Job: Can you render the listing below as a JSON list of strings, with one string per line and blank lines left out?

────────────────────────────────────────

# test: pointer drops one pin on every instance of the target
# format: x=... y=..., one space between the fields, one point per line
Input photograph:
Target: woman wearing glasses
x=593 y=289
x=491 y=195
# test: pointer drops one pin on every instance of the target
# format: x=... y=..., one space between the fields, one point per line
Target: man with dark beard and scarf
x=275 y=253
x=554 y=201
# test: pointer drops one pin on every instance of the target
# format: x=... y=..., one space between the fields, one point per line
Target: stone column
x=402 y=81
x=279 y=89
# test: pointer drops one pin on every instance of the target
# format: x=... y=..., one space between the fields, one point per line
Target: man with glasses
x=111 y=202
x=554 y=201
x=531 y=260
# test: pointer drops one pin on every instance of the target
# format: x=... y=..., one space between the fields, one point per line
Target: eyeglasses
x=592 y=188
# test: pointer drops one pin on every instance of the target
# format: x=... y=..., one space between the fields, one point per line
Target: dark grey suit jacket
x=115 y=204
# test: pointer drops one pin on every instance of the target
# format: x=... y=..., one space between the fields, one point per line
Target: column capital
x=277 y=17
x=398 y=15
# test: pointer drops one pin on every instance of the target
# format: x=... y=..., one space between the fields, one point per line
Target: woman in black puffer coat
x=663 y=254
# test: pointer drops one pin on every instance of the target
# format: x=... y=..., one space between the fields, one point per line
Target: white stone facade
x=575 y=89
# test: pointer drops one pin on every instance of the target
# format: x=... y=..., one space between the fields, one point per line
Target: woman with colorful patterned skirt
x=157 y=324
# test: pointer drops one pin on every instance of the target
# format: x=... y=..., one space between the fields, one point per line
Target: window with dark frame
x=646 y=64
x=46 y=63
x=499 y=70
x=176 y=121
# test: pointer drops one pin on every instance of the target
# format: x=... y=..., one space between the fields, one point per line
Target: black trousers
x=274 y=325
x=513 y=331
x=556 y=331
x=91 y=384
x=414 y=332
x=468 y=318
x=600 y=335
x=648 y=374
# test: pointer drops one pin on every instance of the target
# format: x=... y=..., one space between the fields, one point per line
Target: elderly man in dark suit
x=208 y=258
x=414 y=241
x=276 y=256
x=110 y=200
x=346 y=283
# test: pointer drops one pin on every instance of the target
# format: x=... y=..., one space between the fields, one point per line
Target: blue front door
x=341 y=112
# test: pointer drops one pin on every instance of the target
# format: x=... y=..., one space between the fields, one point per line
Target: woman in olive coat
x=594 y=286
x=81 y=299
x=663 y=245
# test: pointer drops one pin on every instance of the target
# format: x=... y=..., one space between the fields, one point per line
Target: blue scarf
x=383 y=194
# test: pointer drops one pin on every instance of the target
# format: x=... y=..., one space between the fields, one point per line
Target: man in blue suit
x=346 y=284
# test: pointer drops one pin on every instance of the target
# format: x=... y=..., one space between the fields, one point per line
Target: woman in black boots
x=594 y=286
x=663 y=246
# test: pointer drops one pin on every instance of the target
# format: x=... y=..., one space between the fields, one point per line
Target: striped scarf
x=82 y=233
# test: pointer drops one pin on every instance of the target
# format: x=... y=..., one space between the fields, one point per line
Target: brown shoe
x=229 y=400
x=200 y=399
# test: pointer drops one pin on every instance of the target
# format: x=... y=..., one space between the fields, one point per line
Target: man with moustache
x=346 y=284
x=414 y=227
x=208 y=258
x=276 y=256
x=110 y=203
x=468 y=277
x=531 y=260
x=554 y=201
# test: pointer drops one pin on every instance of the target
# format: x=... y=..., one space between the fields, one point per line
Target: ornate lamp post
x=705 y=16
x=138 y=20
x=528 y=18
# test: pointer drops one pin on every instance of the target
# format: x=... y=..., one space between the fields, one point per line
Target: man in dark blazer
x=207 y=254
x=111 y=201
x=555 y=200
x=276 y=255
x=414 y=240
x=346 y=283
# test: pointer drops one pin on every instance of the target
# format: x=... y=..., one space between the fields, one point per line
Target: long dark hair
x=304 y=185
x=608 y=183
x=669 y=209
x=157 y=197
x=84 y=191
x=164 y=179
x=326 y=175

────────────────────────────────────────

Response to the task:
[
  "# test: pointer drops one pin on every instance of the target",
  "# format: x=... y=..., one space between the fields, one point per line",
  "Input photograph:",
  "Target: woman wearing glasses",
  "x=593 y=289",
  "x=491 y=195",
  "# test: pointer drops one pin on every instance of the target",
  "# format: x=... y=..., one space between the fields, one point per line",
  "Target: man with dark beard and scarf",
  "x=275 y=253",
  "x=554 y=201",
  "# test: pointer drops one pin on every instance of the target",
  "# format: x=... y=..., one space between the fields, one point per line",
  "Target: stone column",
  "x=402 y=81",
  "x=279 y=89",
  "# test: pointer drops one pin on every instance of the target",
  "# format: x=... y=..., one space between the fields, one point per line",
  "Target: man with glasses",
  "x=111 y=202",
  "x=554 y=201",
  "x=531 y=260",
  "# test: pointer drops one pin on every instance of the target",
  "# format: x=... y=..., one space between the fields, one point per line",
  "Target: eyeglasses",
  "x=592 y=188",
  "# test: pointer drops one pin on every instance of the target",
  "# format: x=... y=..., one space between the fields, one point per line",
  "Target: dark grey suit jacket",
  "x=115 y=204",
  "# test: pointer drops one pin on every instance of the target",
  "# format: x=... y=..., one space between the fields, one point per line",
  "Target: column capital",
  "x=277 y=17",
  "x=398 y=15",
  "# test: pointer drops one pin on every instance of the target",
  "# format: x=... y=..., one space between the fields, one point per line",
  "Target: woman in black puffer coat",
  "x=663 y=254",
  "# test: pointer drops one pin on every instance of the target",
  "# format: x=... y=..., one space between the fields, one point per line",
  "Target: white stone facade",
  "x=575 y=89",
  "# test: pointer drops one pin on every instance of the target",
  "# format: x=... y=..., one space between the fields, one point per line",
  "Target: woman with colorful patterned skirt",
  "x=157 y=324",
  "# test: pointer drops one pin on every instance of the target",
  "# format: x=... y=..., one space between the fields, one point per line",
  "Target: window with dark frame",
  "x=646 y=64",
  "x=46 y=63",
  "x=499 y=70",
  "x=176 y=121",
  "# test: pointer drops one pin on every instance of the target",
  "# format: x=... y=..., one space between the fields, one point per line",
  "Target: black trousers",
  "x=274 y=325",
  "x=513 y=331",
  "x=556 y=331",
  "x=91 y=384",
  "x=414 y=332",
  "x=468 y=318",
  "x=600 y=335",
  "x=648 y=374",
  "# test: pointer drops one pin on every instance of the target",
  "# format: x=... y=..., one space between the fields, one point per line",
  "Target: elderly man in dark suit",
  "x=208 y=258",
  "x=414 y=241",
  "x=276 y=256",
  "x=110 y=200",
  "x=346 y=283",
  "# test: pointer drops one pin on every instance of the target",
  "# format: x=... y=..., one space between the fields, one point per line",
  "Target: blue front door",
  "x=341 y=112",
  "# test: pointer drops one pin on every instance of the target",
  "# format: x=... y=..., one space between the fields, one point per line",
  "Target: woman in olive coat",
  "x=594 y=286",
  "x=81 y=299",
  "x=663 y=245",
  "# test: pointer drops one pin on every instance of the target",
  "# format: x=... y=..., one space between the fields, one point per line",
  "Target: blue scarf",
  "x=383 y=194",
  "# test: pointer drops one pin on every instance of the target",
  "# format: x=... y=..., one space between the fields, one point per line",
  "Target: man in blue suit",
  "x=346 y=284",
  "# test: pointer drops one pin on every instance of the target",
  "# format: x=... y=..., one space between the fields, one point per line",
  "Target: woman in black boots",
  "x=594 y=286",
  "x=663 y=246",
  "# test: pointer drops one pin on every instance of the target",
  "# format: x=... y=..., one space between the fields, one point per line",
  "Target: striped scarf",
  "x=82 y=233",
  "# test: pointer drops one pin on every instance of the target",
  "# format: x=... y=..., one space between the fields, one point per line",
  "Target: brown shoe",
  "x=229 y=400",
  "x=200 y=399",
  "# test: pointer drops one pin on every instance of the target",
  "# format: x=... y=..., one space between the fields, one point per line",
  "Target: man with moustache",
  "x=346 y=284",
  "x=414 y=227",
  "x=208 y=258",
  "x=276 y=256",
  "x=110 y=203",
  "x=468 y=277",
  "x=531 y=260",
  "x=554 y=201",
  "# test: pointer drops one pin on every instance of the target",
  "# format: x=... y=..., one space between the fields, one point per line",
  "Target: ornate lamp post",
  "x=705 y=16",
  "x=138 y=20",
  "x=528 y=18",
  "# test: pointer drops one pin on every instance of the target",
  "# format: x=... y=..., one space between the fields, one point per line",
  "Target: man in dark blazer",
  "x=207 y=254",
  "x=111 y=201",
  "x=555 y=200",
  "x=276 y=255",
  "x=414 y=240",
  "x=346 y=283",
  "# test: pointer drops one pin on every instance of the target",
  "# format: x=... y=..., one space between the fields, one point per line",
  "Target: long dark hair",
  "x=304 y=185",
  "x=608 y=183",
  "x=669 y=209",
  "x=157 y=197",
  "x=84 y=191",
  "x=164 y=179",
  "x=326 y=175"
]